(The exercise) Rewrite the entries below with "laptop screen" switched to "computer monitor", keeping everything else the same.
━━━━━━━━
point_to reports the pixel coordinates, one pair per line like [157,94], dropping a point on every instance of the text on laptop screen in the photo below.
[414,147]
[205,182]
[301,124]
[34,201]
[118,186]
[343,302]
━━━━━━━━
(Output)
point_to reports the pixel coordinates, one pair per line like [157,94], dropping a point on every instance of the text on computer monitor in the photo below.
[414,147]
[205,182]
[301,124]
[34,201]
[118,186]
[343,302]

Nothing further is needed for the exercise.